May he defend the cause of the poor of the people,
give deliverance to the needy,
and crush the oppressor.
In this animated film the defenders of the land are not kings but a hand full of monsters that the US gov ernment has rounded up and kept for study and for emergencies—such as the present one in which a large robot lands on Earth. When President Hathaway (Stephen Colbert) tries to communicate via a music console (a delightful take off on Close Encounters of the 3rd Kind) and is unsuccessful, hostilities break out, with the US military sent reeling in defeat. The aliens are led by the evil overlord Gallaxhar (Rainn Wilson) who wants to seize the mysterious substance Quantonium that has transformed the various humans into monsters.
The monsters consist of Susan Murphy (Reese Witherspoon) who on her wedding day was infected by the debris from a meteorite that hit near the church, transforming her into a 50-foot high woman. (Her groom, quickly deciding that the “for better, for worse” part of their vows is more than he can accept, abandons her!) She has been scooped up by the military and taken to the secret establishment under the command of General W. R. Monger (Kiefer Sutherland). There, renamed Ginormica, she meets her fellow monsters also incarcerated by the government: Dr. Cockroach (Hugh Laurie), the typically mad scientist who was changed into a roach-human hybrid when his experiment went awry; Bicarbonate Ostylezene Benzoate, better known as B.O.B. (Seth Rogen), product of another experiment gone wrong, who is a large blob-like creature; Insectosaurus, who at 350 feet is even taller than Ginormica; and The Missing Link (Will Arnett),who seems modeled after the 1950s Creature from the Black Lagoon. Now that the planet is in peril the government wants to use the “monsters” to combat what it perceives as a greater menace.

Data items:
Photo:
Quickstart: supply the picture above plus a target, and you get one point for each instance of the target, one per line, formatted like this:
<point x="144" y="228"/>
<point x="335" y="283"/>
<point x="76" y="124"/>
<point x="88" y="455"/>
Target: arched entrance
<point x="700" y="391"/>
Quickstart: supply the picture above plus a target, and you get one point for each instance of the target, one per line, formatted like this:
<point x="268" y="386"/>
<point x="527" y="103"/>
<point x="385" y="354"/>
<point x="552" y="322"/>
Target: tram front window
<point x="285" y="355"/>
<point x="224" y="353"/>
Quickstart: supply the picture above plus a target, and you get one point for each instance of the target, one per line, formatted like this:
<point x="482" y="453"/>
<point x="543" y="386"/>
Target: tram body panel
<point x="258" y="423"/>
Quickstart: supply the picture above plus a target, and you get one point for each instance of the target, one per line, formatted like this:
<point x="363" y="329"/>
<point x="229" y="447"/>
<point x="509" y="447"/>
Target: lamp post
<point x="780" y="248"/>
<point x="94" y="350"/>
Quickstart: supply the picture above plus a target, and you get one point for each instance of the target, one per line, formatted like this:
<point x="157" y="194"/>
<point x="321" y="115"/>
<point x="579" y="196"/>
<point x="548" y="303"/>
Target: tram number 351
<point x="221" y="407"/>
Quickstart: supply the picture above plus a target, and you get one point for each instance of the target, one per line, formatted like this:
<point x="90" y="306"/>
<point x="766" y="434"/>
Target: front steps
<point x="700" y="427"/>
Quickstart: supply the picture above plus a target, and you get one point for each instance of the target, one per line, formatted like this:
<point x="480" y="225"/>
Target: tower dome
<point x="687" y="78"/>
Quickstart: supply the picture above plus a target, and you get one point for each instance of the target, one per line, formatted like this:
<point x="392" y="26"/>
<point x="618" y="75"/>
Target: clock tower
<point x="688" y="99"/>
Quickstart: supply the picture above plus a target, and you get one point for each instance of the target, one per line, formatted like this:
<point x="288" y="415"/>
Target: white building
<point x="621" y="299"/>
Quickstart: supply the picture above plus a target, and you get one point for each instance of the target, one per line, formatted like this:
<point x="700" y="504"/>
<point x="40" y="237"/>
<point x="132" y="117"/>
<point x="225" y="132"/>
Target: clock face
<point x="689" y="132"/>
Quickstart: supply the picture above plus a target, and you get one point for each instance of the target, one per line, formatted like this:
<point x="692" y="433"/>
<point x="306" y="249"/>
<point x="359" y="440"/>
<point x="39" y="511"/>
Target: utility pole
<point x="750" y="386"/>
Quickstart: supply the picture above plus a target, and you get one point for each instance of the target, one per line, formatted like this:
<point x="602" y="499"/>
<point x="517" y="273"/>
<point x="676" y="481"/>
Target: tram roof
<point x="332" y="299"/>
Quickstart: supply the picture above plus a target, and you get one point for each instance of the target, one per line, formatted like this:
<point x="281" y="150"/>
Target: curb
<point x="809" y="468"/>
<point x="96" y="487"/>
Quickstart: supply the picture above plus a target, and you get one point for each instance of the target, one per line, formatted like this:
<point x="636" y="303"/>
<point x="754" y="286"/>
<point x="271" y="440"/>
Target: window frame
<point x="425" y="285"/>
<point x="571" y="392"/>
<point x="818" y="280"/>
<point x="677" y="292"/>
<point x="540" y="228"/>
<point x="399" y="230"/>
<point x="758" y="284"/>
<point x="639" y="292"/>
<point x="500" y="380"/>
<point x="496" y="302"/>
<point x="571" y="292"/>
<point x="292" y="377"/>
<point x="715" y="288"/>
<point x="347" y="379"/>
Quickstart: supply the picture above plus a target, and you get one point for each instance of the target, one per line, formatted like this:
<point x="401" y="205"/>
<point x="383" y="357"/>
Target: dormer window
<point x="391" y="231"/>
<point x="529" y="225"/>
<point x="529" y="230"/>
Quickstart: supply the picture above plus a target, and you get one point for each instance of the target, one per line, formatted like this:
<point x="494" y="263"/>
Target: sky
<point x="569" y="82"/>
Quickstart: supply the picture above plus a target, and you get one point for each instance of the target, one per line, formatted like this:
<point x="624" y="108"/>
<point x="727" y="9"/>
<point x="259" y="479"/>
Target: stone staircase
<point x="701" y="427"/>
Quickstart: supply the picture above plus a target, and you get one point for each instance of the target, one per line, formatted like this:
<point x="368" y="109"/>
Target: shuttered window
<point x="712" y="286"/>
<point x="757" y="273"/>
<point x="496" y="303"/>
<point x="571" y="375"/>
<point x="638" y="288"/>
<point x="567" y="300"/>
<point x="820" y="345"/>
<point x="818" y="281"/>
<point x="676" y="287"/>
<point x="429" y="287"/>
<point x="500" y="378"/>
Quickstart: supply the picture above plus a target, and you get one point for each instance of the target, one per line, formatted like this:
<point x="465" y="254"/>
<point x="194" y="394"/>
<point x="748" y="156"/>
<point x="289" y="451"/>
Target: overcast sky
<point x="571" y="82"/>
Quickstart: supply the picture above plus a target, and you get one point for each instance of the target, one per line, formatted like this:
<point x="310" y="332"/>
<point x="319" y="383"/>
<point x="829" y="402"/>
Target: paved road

_Exercises to complete_
a – List every monster that the film review says the government holds in its secret establishment, using the names the review gives them.
b – Write the next part of the film review, picking up right after its final sentence.
The data items have no connection to the film review.

_Responses to the exercise_
a – Ginormica (Susan Murphy), Dr. Cockroach, B.O.B. (Bicarbonate Ostylezene Benzoate), Insectosaurus, The Missing Link

b –
Part of the inducement to gain the captives’ cooperation is President Hathaway (Stephen Colbert) promise to them of their freedom afterward. What follows is amusing and exciting, especially the spectacular confrontation on the Golden Gate Bridge. The film can be seen as one of female empowerment. Susan had lived in the shadow of her vain and ambitious fiancé, a TV weatherman who had taken little thought of her in his obsession with becoming an anchorman on a national network. Now, as Ginormica the fate of the planet rests on her and her fellow misfits. The film left me wondering how, with their new freedom, this group of outsiders will ever find a place where they can fit in, or will they have to withdraw, like other outsiders such as the X-Men, and find acceptance and support among themselves?
1. What is a “monster” according to the society in this film? How is this reflective of real life, our tendency to fear and reject anyone that is out of the ordinary? You might watch again with this in mind the grand-daddy of monster films, Frankenstein, and, of course, The X-Men 2. What familiar stereotypes do you see in the film?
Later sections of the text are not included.